Photo-based referring expression data:
****
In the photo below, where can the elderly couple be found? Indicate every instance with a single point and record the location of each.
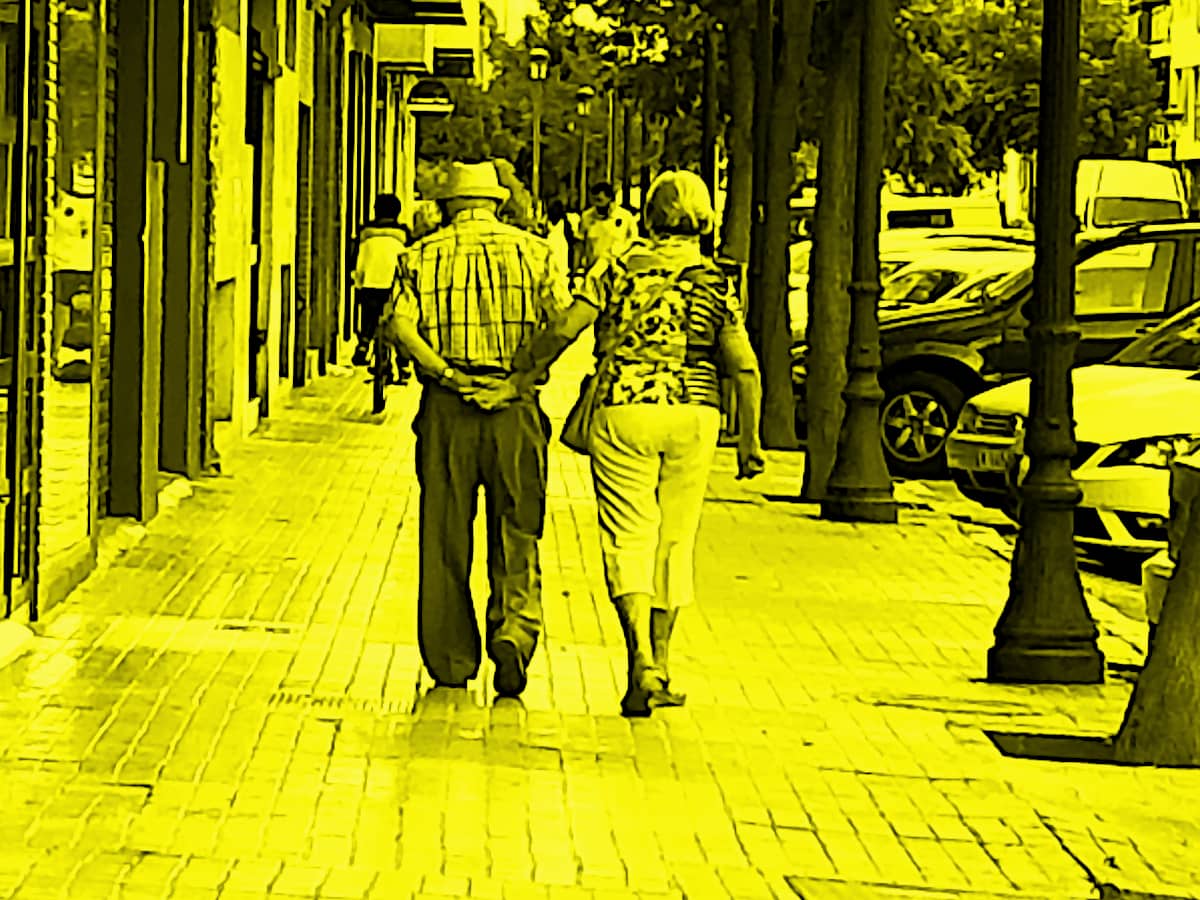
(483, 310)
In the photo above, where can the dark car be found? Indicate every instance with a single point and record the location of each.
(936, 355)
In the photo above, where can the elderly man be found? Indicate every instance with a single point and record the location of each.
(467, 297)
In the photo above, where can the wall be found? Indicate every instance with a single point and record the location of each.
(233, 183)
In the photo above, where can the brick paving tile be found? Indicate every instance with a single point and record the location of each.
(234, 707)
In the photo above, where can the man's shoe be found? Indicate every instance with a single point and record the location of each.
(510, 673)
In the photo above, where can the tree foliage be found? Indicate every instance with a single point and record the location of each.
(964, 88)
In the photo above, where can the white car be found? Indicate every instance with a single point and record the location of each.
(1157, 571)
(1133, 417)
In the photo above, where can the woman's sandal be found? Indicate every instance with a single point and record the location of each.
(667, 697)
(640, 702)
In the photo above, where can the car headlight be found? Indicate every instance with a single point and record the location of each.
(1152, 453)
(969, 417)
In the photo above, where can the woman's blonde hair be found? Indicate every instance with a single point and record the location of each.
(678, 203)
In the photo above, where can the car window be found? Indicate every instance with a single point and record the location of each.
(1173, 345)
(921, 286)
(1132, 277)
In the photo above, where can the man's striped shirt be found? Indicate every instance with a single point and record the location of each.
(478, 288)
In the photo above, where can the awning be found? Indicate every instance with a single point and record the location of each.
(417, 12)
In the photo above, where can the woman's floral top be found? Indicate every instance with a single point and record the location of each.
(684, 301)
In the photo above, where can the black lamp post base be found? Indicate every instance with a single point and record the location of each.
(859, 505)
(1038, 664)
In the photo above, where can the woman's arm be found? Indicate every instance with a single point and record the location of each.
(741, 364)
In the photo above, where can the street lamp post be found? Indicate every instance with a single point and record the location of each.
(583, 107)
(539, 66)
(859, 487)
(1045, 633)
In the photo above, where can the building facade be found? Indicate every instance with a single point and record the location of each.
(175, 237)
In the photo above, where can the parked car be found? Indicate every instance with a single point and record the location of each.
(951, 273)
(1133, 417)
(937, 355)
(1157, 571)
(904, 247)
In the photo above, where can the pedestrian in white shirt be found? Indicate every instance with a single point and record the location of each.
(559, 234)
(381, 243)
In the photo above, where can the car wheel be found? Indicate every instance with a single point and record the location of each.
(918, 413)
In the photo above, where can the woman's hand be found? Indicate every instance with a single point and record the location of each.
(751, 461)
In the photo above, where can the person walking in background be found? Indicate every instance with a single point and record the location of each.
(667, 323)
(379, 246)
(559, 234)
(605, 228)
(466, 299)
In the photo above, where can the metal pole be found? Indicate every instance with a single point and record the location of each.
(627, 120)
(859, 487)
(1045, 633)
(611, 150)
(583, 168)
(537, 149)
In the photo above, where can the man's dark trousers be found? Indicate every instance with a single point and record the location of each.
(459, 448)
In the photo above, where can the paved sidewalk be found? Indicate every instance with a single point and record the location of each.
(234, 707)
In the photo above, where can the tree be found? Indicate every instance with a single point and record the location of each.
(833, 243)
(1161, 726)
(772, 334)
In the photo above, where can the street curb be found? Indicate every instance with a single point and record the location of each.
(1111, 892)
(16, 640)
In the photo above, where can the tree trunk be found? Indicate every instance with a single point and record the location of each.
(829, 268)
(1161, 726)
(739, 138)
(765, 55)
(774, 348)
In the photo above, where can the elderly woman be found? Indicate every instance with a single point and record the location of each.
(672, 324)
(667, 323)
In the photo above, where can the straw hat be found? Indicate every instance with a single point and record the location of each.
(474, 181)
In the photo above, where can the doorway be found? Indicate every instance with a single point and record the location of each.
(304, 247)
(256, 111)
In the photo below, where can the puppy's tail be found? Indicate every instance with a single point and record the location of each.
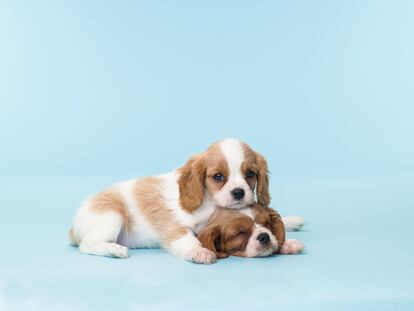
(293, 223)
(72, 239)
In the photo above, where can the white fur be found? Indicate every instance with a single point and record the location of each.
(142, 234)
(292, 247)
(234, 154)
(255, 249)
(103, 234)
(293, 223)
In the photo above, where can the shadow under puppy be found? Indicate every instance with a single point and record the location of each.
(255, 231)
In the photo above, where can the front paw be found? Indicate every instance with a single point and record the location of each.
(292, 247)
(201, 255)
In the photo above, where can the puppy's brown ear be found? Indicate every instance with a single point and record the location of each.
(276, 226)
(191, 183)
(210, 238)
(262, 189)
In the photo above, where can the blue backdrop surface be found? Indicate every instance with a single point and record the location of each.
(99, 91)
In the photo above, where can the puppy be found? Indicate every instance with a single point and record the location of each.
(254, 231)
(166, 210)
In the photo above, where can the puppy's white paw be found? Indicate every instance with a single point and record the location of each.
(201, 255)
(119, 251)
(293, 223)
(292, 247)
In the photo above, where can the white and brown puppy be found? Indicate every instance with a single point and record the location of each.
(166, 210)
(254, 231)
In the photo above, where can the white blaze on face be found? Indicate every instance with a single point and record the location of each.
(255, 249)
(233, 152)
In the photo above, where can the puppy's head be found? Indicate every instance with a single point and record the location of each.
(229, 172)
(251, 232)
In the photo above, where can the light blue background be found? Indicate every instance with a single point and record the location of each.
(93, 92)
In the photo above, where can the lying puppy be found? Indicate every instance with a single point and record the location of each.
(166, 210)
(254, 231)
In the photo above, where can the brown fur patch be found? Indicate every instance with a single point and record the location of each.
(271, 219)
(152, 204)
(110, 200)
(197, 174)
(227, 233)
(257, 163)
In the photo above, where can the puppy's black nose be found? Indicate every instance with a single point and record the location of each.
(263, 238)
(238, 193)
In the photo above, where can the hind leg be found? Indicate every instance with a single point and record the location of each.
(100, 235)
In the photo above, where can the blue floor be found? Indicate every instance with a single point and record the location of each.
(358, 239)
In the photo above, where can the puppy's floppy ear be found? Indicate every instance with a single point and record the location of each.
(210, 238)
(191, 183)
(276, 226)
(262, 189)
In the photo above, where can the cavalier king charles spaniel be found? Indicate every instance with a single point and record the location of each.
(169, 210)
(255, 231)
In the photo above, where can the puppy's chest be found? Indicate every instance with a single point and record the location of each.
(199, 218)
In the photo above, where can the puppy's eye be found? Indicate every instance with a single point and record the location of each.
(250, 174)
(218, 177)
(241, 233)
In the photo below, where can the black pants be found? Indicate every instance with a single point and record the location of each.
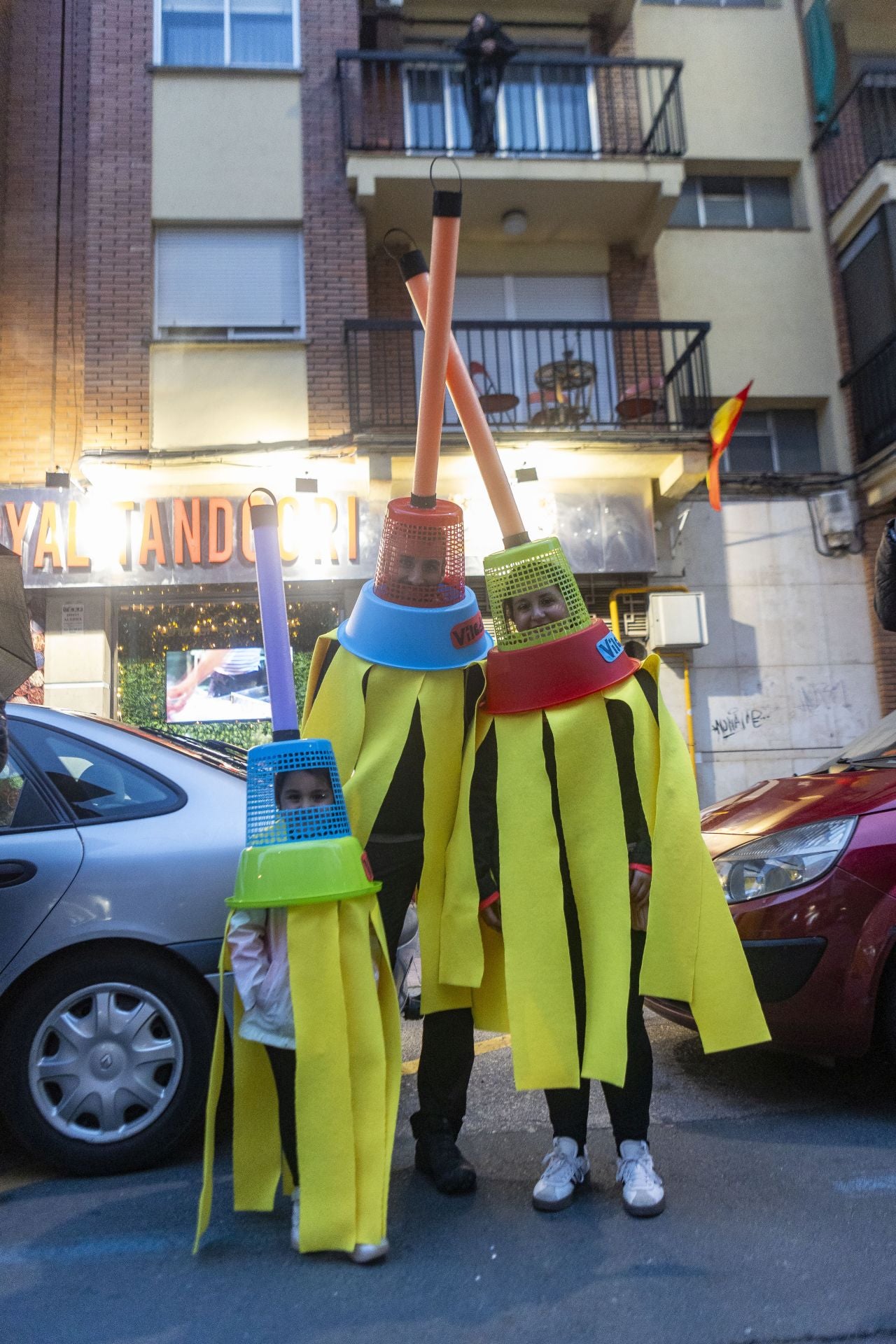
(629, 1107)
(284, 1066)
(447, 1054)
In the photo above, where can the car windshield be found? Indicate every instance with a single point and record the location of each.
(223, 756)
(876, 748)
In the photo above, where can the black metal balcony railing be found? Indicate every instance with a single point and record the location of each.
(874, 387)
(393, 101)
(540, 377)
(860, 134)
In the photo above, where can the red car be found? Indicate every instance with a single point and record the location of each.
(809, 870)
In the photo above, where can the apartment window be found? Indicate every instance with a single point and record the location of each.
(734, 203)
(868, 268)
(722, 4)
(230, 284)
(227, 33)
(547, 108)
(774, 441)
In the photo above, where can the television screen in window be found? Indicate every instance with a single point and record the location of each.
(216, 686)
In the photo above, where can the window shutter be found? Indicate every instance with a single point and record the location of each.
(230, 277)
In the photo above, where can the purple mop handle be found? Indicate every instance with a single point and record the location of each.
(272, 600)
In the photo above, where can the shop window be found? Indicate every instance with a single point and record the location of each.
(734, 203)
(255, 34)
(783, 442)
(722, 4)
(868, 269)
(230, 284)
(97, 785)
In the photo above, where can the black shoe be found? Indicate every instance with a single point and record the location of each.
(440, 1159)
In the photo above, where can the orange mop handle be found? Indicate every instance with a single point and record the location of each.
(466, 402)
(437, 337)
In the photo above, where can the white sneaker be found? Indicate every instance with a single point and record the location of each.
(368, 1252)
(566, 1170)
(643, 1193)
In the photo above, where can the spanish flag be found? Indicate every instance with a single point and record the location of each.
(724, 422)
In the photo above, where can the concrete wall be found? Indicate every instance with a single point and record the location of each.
****
Work order:
The requested lines run from the one with "In the photo above, where can the spanish" through the last line of the records. Return them exactly.

Reply to the exercise:
In the photo above, where can the spanish flag be found? Indicate every instance with a single point and record the location of each.
(724, 422)
In the photo above, where can the concrete wall be found? Indicate every instance with a single point and record the location of each.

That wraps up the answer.